• **Exercise goal**: Select every line in the items below that contains the word "collar", matching case exactly, and copy each such line.

::: Provided data :::

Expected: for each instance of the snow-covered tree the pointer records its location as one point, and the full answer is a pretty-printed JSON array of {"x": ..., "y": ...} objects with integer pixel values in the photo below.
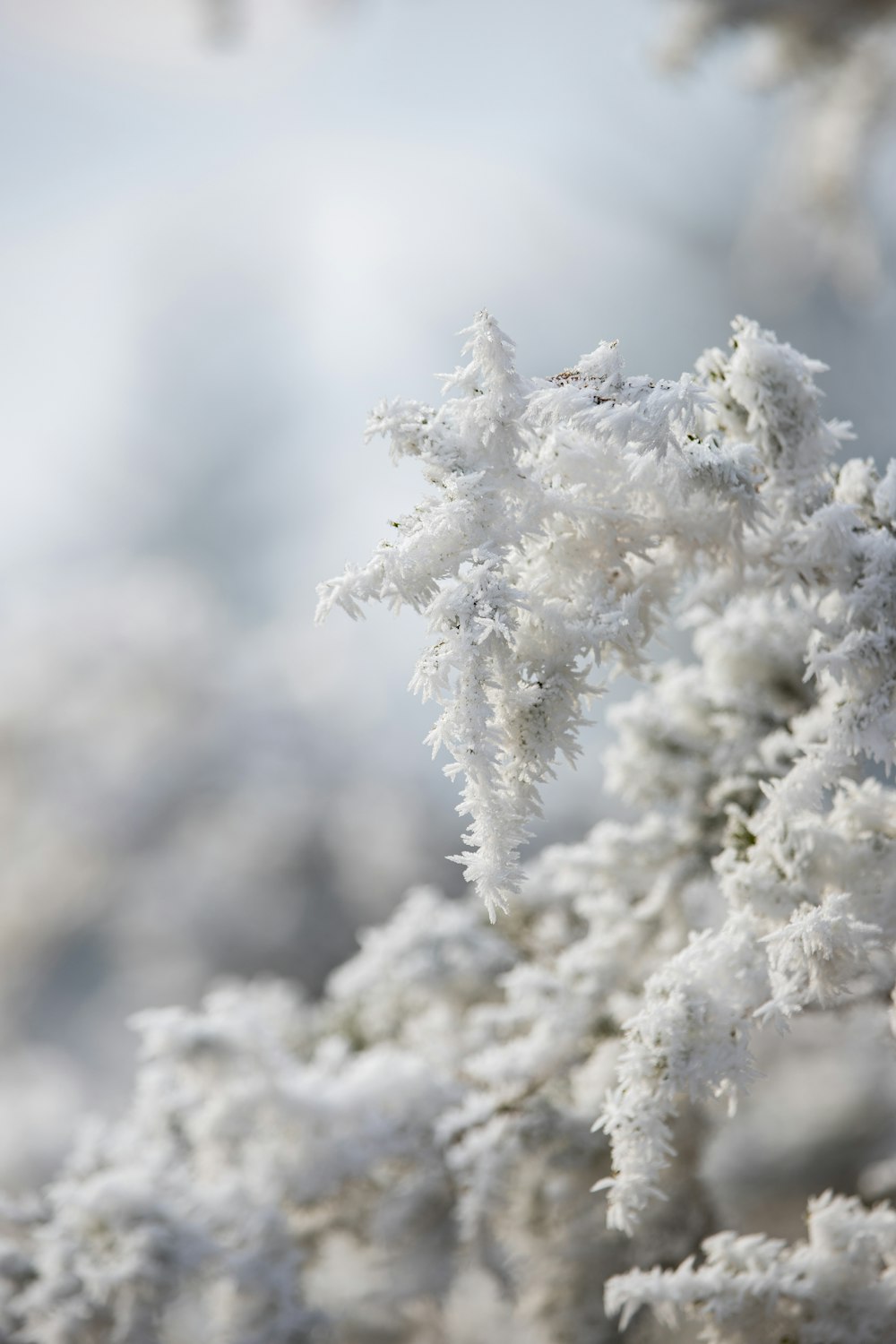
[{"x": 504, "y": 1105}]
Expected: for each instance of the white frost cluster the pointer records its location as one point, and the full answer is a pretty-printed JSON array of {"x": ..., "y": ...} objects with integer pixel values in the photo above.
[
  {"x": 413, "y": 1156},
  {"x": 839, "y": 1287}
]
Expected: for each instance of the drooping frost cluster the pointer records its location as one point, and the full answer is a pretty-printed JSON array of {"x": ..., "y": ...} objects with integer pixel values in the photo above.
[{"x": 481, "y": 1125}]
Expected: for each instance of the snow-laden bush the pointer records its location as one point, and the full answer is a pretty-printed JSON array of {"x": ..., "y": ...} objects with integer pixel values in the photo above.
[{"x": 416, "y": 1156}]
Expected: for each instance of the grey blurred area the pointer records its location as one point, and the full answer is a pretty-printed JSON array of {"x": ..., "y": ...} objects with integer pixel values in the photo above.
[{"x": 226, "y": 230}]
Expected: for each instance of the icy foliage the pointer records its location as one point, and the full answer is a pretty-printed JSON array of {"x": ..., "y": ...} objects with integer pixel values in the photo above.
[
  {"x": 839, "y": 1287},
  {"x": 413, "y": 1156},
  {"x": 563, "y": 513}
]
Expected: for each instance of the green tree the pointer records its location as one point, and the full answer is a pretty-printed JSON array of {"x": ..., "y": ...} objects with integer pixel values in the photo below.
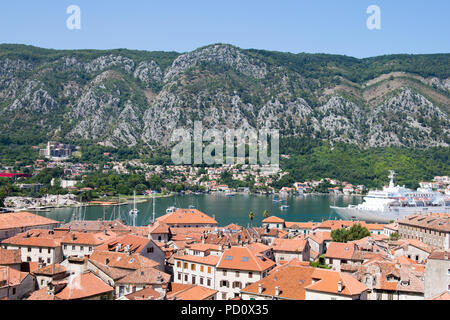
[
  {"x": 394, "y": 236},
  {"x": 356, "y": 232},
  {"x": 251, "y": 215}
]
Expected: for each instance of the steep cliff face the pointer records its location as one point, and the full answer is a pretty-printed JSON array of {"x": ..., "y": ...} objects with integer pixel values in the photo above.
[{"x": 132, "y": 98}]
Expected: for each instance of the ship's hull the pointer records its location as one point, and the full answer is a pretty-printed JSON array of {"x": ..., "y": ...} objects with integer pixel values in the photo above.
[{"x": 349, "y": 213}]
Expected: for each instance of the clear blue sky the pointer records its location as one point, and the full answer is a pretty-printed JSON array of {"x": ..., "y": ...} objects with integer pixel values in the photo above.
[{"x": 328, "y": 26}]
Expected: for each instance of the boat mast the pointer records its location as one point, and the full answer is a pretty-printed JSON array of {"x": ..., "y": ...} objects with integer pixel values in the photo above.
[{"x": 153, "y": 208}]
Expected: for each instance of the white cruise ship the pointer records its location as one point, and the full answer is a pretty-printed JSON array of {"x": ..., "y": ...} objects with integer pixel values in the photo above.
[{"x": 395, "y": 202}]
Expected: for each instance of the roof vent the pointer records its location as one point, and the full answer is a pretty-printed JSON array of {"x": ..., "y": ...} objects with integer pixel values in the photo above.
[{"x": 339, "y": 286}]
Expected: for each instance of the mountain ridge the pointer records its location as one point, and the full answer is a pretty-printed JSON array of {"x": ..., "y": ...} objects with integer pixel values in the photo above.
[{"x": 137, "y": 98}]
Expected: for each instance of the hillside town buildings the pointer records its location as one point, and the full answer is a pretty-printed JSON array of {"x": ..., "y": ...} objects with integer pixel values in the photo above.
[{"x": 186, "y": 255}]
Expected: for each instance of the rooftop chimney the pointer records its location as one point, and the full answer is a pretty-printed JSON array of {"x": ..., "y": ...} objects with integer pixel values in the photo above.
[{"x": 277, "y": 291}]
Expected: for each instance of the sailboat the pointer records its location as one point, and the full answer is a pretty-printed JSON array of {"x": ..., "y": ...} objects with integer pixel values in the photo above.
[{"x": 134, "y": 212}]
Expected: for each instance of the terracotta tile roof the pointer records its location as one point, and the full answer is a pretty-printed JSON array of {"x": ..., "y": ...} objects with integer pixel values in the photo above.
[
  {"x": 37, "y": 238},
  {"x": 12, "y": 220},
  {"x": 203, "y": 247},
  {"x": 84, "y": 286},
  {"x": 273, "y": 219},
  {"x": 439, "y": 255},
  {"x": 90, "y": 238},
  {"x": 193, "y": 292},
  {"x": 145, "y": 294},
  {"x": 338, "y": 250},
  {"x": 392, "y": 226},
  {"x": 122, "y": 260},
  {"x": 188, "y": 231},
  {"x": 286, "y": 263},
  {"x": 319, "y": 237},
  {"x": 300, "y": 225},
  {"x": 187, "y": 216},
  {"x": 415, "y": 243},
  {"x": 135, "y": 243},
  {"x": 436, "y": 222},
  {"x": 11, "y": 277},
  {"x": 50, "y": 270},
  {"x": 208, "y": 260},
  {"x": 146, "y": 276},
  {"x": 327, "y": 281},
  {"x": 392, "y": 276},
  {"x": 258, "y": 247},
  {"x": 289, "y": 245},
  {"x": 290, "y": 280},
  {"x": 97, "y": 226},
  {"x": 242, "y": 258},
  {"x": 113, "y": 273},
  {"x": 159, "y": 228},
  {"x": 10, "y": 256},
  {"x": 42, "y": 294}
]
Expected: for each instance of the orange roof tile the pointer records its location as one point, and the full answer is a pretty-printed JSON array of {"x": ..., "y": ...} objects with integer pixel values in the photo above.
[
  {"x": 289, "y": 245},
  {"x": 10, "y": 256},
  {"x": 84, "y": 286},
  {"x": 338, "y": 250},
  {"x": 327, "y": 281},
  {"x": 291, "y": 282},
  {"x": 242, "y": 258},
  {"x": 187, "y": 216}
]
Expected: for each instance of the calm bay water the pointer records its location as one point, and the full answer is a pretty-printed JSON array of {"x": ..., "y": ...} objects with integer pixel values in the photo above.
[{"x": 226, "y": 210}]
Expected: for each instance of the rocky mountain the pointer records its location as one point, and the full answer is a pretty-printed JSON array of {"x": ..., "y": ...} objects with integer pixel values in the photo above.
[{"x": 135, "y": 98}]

:::
::: Provided data :::

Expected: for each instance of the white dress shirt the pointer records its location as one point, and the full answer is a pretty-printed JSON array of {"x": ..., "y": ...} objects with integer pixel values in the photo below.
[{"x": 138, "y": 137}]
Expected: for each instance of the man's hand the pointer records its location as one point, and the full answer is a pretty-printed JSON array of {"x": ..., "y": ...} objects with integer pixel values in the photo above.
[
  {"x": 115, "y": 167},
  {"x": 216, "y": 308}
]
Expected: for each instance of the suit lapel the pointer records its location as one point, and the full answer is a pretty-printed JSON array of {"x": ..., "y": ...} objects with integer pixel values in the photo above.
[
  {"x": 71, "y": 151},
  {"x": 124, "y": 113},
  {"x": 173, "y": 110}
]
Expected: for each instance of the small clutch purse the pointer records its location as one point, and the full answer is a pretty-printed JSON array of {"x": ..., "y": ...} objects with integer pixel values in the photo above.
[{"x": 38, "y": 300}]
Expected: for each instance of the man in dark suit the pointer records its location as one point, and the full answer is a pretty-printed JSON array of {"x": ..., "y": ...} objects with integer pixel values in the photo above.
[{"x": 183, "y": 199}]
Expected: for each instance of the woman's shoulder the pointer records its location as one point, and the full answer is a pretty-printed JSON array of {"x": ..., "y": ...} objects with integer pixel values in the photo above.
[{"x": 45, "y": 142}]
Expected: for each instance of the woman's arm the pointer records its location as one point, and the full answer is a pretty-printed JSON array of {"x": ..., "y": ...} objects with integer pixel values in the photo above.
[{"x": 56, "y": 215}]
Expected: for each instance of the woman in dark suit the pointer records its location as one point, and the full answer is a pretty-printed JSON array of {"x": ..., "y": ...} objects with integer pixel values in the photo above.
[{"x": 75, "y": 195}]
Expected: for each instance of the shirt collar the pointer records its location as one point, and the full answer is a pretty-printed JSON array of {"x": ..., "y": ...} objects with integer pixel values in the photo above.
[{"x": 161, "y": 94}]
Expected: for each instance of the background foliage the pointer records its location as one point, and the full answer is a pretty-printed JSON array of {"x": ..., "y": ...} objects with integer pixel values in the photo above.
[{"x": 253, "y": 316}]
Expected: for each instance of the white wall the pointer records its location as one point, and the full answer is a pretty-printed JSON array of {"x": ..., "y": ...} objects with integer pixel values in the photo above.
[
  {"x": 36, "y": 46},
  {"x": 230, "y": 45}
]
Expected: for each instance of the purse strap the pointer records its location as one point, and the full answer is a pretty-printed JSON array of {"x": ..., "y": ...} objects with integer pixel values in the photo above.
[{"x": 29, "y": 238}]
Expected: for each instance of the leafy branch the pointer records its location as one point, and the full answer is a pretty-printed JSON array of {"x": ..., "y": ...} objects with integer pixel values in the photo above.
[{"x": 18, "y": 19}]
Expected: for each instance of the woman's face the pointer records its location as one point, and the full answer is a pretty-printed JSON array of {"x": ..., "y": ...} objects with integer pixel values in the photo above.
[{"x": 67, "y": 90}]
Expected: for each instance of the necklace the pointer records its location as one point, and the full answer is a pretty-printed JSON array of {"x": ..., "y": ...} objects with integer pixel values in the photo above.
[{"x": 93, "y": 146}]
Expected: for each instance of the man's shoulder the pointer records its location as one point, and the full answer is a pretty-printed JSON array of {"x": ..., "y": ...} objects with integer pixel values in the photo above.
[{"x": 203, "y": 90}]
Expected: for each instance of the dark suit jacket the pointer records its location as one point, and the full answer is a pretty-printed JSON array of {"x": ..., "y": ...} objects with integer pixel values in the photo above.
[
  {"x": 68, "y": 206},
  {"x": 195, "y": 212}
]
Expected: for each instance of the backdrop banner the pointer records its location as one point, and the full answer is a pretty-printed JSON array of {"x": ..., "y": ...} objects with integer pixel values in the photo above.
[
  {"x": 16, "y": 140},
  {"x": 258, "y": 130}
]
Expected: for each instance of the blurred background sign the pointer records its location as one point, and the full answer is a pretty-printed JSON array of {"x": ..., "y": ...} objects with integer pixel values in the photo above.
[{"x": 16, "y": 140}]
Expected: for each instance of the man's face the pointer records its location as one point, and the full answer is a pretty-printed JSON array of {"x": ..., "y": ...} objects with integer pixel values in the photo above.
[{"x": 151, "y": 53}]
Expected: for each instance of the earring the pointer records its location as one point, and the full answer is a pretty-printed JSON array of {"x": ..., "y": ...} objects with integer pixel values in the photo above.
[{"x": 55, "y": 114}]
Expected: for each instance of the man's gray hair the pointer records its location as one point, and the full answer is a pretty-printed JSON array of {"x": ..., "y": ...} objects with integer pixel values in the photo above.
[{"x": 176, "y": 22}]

:::

• **Expected answer**:
Expected: for each instance of the shirt collar the pointer records its location as one point, and the full answer is a pretty-printed JSON array of {"x": ..., "y": ...} objects with integer pixel values in the photo above.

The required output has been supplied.